Segment Start: Dataset content

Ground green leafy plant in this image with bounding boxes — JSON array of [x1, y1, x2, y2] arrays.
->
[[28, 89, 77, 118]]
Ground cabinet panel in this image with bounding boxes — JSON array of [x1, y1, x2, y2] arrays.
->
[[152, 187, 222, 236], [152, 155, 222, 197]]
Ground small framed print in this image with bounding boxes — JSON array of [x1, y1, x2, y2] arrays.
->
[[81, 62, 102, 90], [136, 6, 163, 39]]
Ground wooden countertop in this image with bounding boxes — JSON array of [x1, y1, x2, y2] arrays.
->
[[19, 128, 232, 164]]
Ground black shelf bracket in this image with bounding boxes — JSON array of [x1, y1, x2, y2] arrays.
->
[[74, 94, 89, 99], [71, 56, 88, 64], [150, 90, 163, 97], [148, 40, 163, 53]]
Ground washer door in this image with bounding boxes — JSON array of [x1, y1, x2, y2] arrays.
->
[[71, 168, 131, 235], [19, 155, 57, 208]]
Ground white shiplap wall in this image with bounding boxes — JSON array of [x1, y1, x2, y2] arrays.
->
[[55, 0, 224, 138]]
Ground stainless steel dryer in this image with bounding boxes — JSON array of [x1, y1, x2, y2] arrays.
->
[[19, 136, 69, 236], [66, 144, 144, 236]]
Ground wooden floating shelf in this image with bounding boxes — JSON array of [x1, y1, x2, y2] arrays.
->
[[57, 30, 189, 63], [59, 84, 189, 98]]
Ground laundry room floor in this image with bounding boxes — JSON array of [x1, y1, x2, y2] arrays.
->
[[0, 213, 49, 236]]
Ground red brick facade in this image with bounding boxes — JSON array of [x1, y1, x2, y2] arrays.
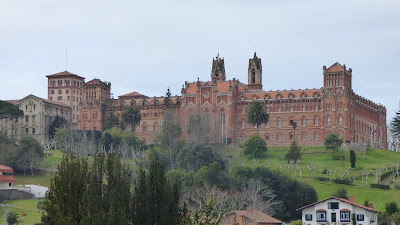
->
[[71, 53, 387, 149]]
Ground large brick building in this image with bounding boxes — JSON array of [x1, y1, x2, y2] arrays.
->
[[63, 53, 386, 148]]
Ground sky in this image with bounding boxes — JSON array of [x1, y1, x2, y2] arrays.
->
[[1, 0, 399, 122]]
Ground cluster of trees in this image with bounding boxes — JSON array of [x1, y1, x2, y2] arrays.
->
[[0, 133, 44, 175]]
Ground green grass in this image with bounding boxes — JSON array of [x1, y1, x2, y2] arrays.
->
[[223, 145, 400, 212], [43, 149, 64, 169], [14, 170, 55, 187], [0, 199, 42, 225]]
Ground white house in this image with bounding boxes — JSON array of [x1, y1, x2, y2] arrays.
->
[[297, 195, 379, 225], [0, 165, 16, 188]]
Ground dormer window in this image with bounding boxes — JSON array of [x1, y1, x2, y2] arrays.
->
[[328, 202, 339, 209]]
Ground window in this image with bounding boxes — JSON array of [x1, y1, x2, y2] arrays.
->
[[314, 117, 318, 126], [242, 121, 245, 129], [278, 106, 281, 112], [356, 214, 364, 221], [302, 117, 306, 126], [15, 129, 18, 135], [66, 90, 69, 94], [305, 214, 312, 221], [339, 115, 343, 125], [32, 128, 35, 134], [26, 116, 29, 122], [327, 116, 331, 125], [266, 107, 269, 113], [316, 212, 326, 222], [266, 121, 269, 128], [32, 115, 36, 122], [58, 90, 62, 94], [266, 135, 269, 141], [328, 202, 339, 209], [242, 108, 245, 114], [278, 119, 281, 127], [58, 96, 63, 101], [68, 96, 70, 101], [290, 106, 293, 112], [315, 105, 318, 111], [302, 133, 306, 141], [303, 105, 305, 111], [26, 128, 29, 134], [315, 132, 319, 140], [50, 97, 53, 100], [220, 109, 226, 126], [143, 124, 147, 132], [290, 134, 293, 141], [340, 211, 351, 222], [51, 90, 55, 95], [290, 119, 294, 126], [277, 133, 281, 141], [339, 131, 343, 138]]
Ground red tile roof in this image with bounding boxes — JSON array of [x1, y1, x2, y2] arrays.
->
[[340, 208, 351, 211], [46, 70, 85, 79], [226, 209, 282, 224], [296, 196, 380, 213], [0, 165, 13, 173], [0, 175, 16, 183], [118, 92, 148, 99], [5, 100, 20, 105]]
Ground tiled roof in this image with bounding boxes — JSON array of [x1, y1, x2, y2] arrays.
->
[[227, 209, 282, 224], [46, 70, 85, 79], [296, 196, 380, 213], [43, 99, 70, 108], [5, 100, 20, 105], [0, 165, 13, 173], [85, 78, 109, 86], [185, 81, 235, 94], [0, 175, 17, 183], [118, 92, 148, 99]]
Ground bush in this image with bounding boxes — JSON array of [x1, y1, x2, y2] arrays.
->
[[332, 187, 348, 199], [332, 155, 346, 160], [6, 212, 19, 225], [370, 184, 390, 189], [315, 177, 329, 182], [243, 134, 268, 157], [385, 201, 399, 215], [333, 179, 352, 185]]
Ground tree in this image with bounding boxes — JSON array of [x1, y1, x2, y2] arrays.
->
[[6, 212, 19, 225], [17, 136, 44, 176], [103, 110, 120, 131], [121, 106, 141, 132], [187, 109, 211, 144], [324, 133, 343, 155], [177, 145, 217, 172], [391, 106, 400, 139], [0, 132, 18, 169], [48, 115, 68, 138], [195, 161, 230, 190], [385, 202, 399, 215], [291, 121, 297, 138], [246, 101, 269, 134], [0, 100, 24, 138], [332, 187, 348, 199], [164, 87, 173, 107], [285, 140, 302, 164], [159, 107, 182, 169], [243, 134, 268, 157], [350, 150, 356, 168]]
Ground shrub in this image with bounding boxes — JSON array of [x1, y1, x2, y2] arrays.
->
[[332, 187, 348, 199], [315, 177, 329, 182], [385, 201, 399, 215], [243, 134, 268, 157], [370, 184, 390, 189], [333, 179, 352, 185]]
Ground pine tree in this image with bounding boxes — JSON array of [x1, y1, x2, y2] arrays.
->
[[350, 150, 356, 168], [285, 140, 302, 163]]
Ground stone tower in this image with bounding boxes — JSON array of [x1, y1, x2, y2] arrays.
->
[[211, 54, 226, 82], [248, 52, 262, 90], [323, 62, 352, 89]]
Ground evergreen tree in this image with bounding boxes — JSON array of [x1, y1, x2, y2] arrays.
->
[[324, 133, 343, 155], [246, 101, 269, 134], [121, 106, 141, 132], [391, 106, 400, 138], [243, 134, 268, 157], [332, 187, 348, 199], [163, 87, 173, 108], [285, 140, 302, 164], [103, 110, 120, 131], [350, 150, 356, 168], [48, 115, 68, 138]]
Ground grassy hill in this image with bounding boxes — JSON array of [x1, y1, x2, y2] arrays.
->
[[223, 145, 400, 212]]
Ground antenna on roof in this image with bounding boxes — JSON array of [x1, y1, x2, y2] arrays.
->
[[65, 44, 68, 71]]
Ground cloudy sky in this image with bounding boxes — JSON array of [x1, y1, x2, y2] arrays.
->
[[1, 0, 399, 121]]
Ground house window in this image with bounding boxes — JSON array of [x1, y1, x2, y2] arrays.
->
[[302, 117, 306, 126], [316, 212, 326, 222], [339, 131, 343, 138], [327, 116, 331, 125], [290, 134, 293, 141], [66, 90, 69, 94], [314, 132, 319, 140], [32, 128, 35, 134], [277, 133, 281, 141], [303, 105, 305, 111], [340, 212, 351, 222], [266, 121, 269, 128], [242, 121, 245, 129], [15, 129, 18, 135], [302, 133, 306, 141], [290, 106, 293, 112], [50, 97, 53, 100], [356, 214, 364, 221], [266, 135, 269, 142], [305, 214, 312, 221], [278, 119, 281, 127], [143, 124, 147, 132], [329, 202, 339, 209], [315, 105, 318, 111], [51, 90, 54, 94], [32, 115, 36, 122], [242, 108, 245, 114], [58, 96, 62, 101], [339, 116, 343, 125], [26, 116, 29, 122], [314, 117, 318, 126], [278, 106, 281, 112], [68, 96, 70, 101], [26, 128, 29, 134]]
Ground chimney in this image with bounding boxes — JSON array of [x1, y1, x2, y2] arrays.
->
[[368, 202, 374, 209], [349, 195, 354, 203]]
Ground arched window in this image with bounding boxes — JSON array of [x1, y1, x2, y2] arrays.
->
[[302, 133, 306, 141], [327, 116, 331, 125], [252, 69, 256, 83], [314, 132, 319, 140], [338, 115, 343, 125], [302, 117, 306, 126], [143, 124, 147, 132], [290, 133, 293, 141], [314, 117, 318, 126], [220, 109, 226, 126], [277, 118, 281, 127], [266, 134, 269, 142], [154, 122, 158, 132], [242, 120, 245, 129], [289, 118, 294, 126], [339, 131, 343, 138], [277, 133, 281, 141], [242, 108, 245, 114]]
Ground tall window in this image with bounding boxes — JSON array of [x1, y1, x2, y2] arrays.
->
[[266, 134, 269, 141], [316, 212, 326, 222], [242, 120, 245, 129], [278, 119, 281, 127], [340, 212, 351, 222], [314, 117, 318, 126], [302, 133, 306, 141], [302, 117, 306, 126], [315, 105, 318, 111], [327, 116, 331, 125], [315, 132, 319, 140], [338, 115, 343, 125], [252, 70, 255, 83], [266, 121, 269, 128], [143, 124, 147, 132], [290, 133, 293, 141], [277, 133, 281, 141], [220, 109, 226, 126]]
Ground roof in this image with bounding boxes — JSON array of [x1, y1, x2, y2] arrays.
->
[[5, 100, 19, 105], [42, 99, 70, 108], [85, 78, 110, 86], [118, 91, 148, 99], [227, 209, 282, 224], [0, 165, 13, 173], [185, 81, 240, 94], [296, 196, 380, 213], [326, 62, 344, 72], [0, 175, 17, 183], [46, 70, 85, 80]]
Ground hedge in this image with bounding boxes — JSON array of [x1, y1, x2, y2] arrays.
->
[[333, 179, 352, 185], [315, 177, 330, 182], [370, 184, 390, 189]]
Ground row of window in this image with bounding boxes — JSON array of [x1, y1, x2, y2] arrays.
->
[[49, 79, 82, 87], [25, 128, 36, 134], [241, 115, 343, 129], [308, 212, 364, 222]]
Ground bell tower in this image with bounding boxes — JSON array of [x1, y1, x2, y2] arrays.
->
[[248, 52, 262, 90], [211, 54, 226, 82]]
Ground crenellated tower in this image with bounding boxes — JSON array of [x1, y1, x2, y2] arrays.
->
[[247, 52, 262, 90]]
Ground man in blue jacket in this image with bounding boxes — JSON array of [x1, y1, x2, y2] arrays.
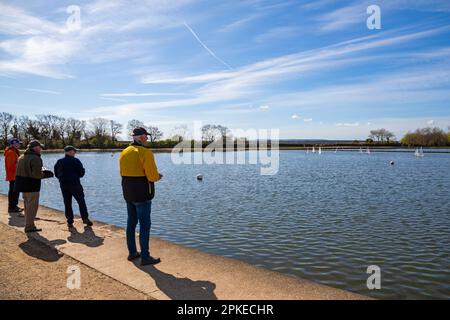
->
[[54, 146, 93, 228]]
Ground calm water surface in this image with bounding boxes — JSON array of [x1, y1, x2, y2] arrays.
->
[[1, 150, 449, 299]]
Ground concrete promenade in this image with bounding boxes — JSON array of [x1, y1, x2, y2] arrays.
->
[[0, 195, 368, 300]]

Segment End: Dataset content

How to complete this task: Report, for the data above, every line in which the string "brick" appears.

Task output:
Ground red brick facade in this image with bounding boxes — JSON array of [x1, y1, x2, y2] arrays.
Ground large brick building in this image with bounding boxes — JSON array of [x1, y1, x2, y2] arrays.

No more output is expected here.